* [WHAT IS ASKED]
Locate each line below that contains the word "street" with matching case, and copy every such line.
::: PROVIDED INFORMATION
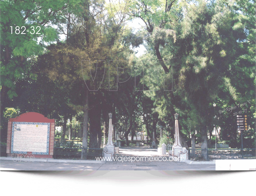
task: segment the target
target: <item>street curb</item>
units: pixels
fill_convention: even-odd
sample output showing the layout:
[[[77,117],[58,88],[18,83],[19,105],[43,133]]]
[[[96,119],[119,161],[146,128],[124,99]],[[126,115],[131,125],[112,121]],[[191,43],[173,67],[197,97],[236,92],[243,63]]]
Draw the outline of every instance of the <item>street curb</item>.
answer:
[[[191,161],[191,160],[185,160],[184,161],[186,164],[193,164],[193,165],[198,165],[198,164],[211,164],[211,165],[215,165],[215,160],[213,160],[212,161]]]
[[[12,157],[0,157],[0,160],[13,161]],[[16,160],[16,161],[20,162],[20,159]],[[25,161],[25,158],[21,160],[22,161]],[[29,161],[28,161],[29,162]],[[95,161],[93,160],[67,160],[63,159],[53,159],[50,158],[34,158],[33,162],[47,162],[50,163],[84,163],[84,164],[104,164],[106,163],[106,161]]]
::::::
::: PROVIDED INFORMATION
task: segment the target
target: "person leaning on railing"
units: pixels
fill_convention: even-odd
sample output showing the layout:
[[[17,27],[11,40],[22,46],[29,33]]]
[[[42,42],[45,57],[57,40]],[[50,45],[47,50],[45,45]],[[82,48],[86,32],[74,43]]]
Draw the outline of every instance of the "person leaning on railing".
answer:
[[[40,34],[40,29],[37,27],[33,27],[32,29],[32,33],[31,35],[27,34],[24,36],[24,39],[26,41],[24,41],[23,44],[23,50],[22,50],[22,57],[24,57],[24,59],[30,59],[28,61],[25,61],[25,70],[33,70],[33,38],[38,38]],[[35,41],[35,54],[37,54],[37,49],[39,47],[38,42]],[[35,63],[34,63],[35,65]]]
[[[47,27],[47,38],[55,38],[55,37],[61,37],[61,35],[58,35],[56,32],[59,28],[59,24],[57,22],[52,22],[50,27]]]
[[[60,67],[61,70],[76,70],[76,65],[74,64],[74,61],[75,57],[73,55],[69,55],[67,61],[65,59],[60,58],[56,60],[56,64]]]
::::::
::: PROVIDED INFORMATION
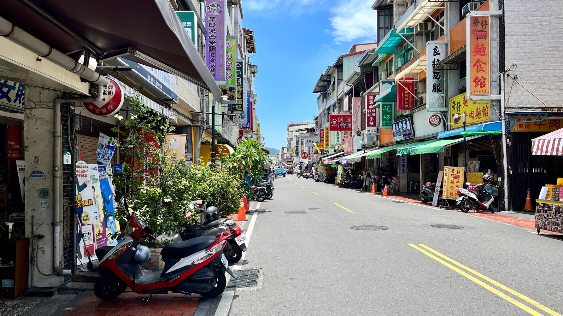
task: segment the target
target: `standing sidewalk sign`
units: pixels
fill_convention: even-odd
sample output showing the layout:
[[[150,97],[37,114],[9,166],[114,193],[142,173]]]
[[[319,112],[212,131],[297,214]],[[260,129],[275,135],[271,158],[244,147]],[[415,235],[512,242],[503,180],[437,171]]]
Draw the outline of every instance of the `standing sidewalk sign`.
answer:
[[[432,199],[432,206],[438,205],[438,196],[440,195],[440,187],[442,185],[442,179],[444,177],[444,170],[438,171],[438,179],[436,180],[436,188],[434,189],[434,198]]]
::::::
* [TASK RESULT]
target: <item>street curb</item>
Draw the outline of every instance of the <item>street curb</item>.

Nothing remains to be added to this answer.